• **TASK GOAL**:
What you return should be the lines of the data containing "target", each in full.

• **RECORD EXCERPTS**:
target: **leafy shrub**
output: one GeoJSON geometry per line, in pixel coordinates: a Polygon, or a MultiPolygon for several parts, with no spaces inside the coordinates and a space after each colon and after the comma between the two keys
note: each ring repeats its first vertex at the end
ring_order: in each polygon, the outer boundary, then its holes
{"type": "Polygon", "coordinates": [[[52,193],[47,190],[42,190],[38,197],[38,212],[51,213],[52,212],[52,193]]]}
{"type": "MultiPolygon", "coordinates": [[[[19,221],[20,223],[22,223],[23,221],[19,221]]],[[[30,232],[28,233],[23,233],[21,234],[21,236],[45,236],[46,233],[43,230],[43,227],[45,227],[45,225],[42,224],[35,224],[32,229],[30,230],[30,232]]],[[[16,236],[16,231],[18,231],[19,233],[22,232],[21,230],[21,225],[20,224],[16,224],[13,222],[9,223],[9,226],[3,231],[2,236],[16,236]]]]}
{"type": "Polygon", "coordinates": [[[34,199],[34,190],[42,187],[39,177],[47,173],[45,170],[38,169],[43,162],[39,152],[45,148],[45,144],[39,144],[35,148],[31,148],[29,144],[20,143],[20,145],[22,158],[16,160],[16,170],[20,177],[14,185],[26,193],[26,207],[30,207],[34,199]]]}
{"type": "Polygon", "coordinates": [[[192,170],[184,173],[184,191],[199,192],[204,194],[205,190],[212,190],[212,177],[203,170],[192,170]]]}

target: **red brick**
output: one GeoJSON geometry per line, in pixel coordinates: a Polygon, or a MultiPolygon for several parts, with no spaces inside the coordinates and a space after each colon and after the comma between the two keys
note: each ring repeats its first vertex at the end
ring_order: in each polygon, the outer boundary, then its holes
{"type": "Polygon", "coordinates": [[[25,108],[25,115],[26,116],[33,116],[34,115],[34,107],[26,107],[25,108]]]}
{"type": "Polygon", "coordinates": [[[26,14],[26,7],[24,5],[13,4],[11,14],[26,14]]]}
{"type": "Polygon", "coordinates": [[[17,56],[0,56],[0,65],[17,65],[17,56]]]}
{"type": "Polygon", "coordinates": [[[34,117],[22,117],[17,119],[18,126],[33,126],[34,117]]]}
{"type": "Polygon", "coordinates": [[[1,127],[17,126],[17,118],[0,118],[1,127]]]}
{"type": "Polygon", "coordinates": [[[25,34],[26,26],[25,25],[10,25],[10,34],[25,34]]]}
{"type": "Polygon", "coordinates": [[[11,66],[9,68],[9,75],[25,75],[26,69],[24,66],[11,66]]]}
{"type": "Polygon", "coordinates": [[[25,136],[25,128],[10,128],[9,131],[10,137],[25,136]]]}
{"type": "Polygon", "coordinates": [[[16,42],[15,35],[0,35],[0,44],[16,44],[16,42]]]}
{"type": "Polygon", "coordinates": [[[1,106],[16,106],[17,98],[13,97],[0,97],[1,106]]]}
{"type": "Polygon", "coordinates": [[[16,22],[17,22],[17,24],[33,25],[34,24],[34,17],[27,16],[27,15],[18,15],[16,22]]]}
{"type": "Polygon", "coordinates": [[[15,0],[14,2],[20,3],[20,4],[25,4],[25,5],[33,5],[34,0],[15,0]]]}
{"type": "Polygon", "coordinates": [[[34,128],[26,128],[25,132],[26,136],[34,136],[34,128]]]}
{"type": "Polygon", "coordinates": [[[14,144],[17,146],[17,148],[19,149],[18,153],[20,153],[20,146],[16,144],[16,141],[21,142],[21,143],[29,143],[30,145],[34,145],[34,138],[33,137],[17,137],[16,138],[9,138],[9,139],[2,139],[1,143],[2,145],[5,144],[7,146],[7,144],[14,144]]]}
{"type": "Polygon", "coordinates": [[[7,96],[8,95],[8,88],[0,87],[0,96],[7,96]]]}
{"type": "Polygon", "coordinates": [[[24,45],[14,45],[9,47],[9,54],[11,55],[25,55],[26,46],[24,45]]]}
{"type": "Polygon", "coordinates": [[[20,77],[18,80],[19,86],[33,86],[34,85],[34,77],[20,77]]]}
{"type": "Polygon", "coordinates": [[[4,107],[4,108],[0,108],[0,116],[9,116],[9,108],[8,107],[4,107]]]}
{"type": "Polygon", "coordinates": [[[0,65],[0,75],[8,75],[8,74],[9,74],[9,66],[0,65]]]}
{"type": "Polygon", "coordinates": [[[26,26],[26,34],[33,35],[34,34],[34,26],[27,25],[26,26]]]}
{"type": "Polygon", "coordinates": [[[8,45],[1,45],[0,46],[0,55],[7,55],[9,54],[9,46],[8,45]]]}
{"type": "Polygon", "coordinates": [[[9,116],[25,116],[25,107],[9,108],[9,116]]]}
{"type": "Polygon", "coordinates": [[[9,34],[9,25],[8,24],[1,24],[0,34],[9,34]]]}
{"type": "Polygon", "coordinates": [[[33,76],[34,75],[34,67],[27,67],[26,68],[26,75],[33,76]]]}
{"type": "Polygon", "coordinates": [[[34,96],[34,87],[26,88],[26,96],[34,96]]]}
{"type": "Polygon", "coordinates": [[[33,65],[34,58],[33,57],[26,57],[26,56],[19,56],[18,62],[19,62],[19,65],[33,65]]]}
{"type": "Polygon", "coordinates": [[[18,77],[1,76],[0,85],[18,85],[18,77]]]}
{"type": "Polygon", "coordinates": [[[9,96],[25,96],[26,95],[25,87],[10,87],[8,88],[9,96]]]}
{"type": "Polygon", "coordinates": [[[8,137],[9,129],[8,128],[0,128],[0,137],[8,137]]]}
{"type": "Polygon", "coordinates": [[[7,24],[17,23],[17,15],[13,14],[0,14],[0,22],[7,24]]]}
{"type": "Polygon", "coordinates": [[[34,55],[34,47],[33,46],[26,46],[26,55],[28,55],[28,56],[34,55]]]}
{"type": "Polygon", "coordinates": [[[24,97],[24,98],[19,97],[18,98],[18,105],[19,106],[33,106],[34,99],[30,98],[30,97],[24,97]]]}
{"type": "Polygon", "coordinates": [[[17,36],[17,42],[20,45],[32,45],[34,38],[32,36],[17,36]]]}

• **ANSWER BELOW**:
target: **leafy shrub**
target: **red brick**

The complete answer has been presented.